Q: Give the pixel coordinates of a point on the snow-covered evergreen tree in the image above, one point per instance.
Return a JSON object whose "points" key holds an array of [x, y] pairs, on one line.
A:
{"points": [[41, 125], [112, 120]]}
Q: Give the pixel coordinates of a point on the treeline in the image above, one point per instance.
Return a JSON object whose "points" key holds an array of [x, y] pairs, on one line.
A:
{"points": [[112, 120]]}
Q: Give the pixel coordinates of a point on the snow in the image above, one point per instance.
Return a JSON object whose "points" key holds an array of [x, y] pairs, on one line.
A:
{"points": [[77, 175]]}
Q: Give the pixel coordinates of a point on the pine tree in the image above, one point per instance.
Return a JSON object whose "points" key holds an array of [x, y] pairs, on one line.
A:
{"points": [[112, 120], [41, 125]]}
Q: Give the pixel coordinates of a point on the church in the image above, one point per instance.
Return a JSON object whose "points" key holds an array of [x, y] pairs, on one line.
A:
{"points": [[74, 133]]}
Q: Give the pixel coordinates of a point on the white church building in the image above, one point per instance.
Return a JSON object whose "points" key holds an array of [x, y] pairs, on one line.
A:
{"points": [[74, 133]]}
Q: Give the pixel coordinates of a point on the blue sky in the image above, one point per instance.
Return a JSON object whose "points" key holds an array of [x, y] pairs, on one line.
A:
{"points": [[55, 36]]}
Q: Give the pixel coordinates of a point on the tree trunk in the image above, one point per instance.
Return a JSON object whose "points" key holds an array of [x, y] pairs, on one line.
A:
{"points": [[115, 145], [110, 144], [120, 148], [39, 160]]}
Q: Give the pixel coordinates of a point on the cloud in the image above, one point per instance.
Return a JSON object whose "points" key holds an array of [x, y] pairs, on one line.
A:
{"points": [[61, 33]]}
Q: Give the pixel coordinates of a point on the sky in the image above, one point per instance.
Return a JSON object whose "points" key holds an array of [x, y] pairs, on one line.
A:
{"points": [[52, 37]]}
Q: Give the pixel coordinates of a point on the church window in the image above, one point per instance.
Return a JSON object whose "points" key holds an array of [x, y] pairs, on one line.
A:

* What is expected *
All records are to be written out exactly.

* Answer for the task *
Q: Give the pixel coordinates of a point on the snow-covered evergreen tree in the image above, one point per instance.
Return a JSON object whose "points" key holds an array of [x, y] pairs, on one line.
A:
{"points": [[41, 125], [112, 120]]}
Q: Give the pixel coordinates of a point on the treeline in the image above, one point per instance.
Return a JSON object whose "points" key holds an array of [x, y] pairs, on one line.
A:
{"points": [[112, 120]]}
Q: Give the pixel coordinates of a point on the snow in the image above, one point per instance.
Return a JSON object whose "points" key holds an array of [x, y] pairs, on one line.
A:
{"points": [[77, 175]]}
Q: Give the pixel coordinates of a point on the pine tree in the image above, one point per instance.
Return a JSON object whose "points" key holds an array of [x, y] pairs, on one line.
A:
{"points": [[112, 120], [41, 125]]}
Q: Give the pixel coordinates of a point on the church in the image above, one point per instance.
Return a JSON object whose "points" key holds an array of [x, y] pairs, on one line.
A:
{"points": [[74, 133]]}
Q: Give the pixel coordinates of a point on the white church building in the image above, one point per instance.
Return a JSON object whose "points" key holds an array of [x, y] pairs, on one line.
A:
{"points": [[74, 133]]}
Q: Give the pixel coordinates of a point on the blue sky in the image above, one point per instance.
Return a JSON object whose "points" key holds an array of [x, y] pairs, on one line.
A:
{"points": [[55, 36]]}
Q: Give the pixel coordinates of a point on the tree trunk in the image above, one point per instance.
Return a JSON object whose "points" key holds an array of [x, y] pairs, on one line.
A:
{"points": [[115, 145], [110, 144], [120, 148], [39, 160]]}
Q: Give the pixel coordinates of a point on the cloud in the image above, one point per instance.
Return a JSON object whose "points" key holds an array of [x, y] pairs, on one line.
A:
{"points": [[61, 33]]}
Q: Give the pixel coordinates of a point on the sky in the image above, one point per instance.
Return a JSON object whose "points" key holds an array of [x, y] pairs, on one line.
A:
{"points": [[52, 37]]}
Q: Give the pixel coordinates of a point on the church window in the image above, one point per instance.
Return a JSON object whose "points" key holds an array of [x, y] pairs, on one line.
A:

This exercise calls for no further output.